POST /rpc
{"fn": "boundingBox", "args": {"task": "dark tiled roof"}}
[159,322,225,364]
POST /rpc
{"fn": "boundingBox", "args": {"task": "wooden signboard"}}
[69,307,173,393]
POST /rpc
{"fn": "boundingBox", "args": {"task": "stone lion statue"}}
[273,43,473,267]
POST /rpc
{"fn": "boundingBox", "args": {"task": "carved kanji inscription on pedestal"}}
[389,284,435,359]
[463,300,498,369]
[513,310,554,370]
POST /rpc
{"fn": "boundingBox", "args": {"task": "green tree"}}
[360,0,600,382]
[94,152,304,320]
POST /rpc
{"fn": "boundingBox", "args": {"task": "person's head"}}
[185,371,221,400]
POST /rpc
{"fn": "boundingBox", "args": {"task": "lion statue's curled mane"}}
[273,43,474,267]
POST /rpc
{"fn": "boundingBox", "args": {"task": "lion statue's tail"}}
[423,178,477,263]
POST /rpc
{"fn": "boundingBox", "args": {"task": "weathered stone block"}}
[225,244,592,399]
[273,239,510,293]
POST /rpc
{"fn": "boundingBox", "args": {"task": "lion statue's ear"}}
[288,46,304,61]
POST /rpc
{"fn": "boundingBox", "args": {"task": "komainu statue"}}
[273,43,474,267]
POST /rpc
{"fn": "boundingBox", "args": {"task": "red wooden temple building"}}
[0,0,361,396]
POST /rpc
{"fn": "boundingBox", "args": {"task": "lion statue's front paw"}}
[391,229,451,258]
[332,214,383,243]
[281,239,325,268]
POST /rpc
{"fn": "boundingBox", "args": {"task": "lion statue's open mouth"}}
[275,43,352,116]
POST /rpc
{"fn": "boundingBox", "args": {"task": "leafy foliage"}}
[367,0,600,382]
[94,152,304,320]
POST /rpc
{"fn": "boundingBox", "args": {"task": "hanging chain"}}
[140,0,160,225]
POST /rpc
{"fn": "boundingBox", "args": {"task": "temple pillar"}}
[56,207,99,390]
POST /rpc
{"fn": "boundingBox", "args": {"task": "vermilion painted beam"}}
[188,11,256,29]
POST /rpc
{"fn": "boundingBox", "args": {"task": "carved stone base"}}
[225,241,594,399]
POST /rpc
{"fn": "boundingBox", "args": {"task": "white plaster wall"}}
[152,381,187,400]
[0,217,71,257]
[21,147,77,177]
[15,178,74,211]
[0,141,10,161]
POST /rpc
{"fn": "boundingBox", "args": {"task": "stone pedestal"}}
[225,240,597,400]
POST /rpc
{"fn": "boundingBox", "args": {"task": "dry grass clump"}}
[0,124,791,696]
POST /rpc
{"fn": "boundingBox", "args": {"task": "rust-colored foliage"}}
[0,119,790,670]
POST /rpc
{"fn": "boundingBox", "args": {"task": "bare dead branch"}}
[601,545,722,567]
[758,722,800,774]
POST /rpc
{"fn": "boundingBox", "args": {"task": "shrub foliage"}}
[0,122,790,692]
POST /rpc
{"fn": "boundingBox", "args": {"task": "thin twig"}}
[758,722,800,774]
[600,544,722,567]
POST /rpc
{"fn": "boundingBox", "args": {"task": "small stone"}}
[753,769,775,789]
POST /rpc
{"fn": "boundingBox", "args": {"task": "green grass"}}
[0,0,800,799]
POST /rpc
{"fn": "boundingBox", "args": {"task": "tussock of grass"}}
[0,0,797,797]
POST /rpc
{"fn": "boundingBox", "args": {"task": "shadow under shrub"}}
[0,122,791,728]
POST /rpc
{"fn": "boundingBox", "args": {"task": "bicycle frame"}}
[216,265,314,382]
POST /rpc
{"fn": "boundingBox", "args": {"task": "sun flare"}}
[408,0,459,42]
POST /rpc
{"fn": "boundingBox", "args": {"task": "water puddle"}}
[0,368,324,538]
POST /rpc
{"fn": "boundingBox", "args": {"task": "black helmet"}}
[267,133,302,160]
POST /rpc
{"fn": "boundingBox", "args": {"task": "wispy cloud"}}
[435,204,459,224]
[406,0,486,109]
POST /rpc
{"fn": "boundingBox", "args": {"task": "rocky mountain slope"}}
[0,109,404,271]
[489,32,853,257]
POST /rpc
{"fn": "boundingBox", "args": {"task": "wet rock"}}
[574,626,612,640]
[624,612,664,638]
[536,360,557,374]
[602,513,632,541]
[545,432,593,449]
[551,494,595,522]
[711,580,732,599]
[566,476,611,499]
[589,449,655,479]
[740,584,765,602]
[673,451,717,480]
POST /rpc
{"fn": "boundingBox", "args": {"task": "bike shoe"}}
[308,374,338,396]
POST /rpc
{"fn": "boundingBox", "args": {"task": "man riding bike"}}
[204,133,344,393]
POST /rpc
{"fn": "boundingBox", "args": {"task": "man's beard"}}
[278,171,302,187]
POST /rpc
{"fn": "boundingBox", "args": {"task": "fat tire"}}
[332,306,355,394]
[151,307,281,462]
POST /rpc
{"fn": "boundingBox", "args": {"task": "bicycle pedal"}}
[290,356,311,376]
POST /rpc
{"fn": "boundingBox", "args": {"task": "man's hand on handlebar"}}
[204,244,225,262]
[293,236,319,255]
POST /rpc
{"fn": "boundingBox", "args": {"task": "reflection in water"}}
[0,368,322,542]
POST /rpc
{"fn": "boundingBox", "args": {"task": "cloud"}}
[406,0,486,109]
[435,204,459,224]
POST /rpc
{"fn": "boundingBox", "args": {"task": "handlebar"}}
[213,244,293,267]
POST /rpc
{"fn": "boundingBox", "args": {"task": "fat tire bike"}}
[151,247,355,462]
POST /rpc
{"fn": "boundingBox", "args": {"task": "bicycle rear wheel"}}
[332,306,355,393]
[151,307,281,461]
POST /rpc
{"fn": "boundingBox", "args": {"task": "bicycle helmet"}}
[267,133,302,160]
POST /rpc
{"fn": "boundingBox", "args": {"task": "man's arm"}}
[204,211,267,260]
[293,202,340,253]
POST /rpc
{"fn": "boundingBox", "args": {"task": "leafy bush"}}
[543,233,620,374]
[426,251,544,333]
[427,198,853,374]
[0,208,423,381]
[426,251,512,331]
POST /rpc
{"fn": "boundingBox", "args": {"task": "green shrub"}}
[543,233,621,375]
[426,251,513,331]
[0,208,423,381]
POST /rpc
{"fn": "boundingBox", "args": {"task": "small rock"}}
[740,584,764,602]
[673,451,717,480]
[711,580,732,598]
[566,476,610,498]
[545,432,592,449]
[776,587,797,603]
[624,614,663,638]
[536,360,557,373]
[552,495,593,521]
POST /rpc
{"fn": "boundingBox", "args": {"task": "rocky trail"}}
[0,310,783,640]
________________
How many lines of the material above contain the string "grass"? Reply with the number alone.

# Finished answer
3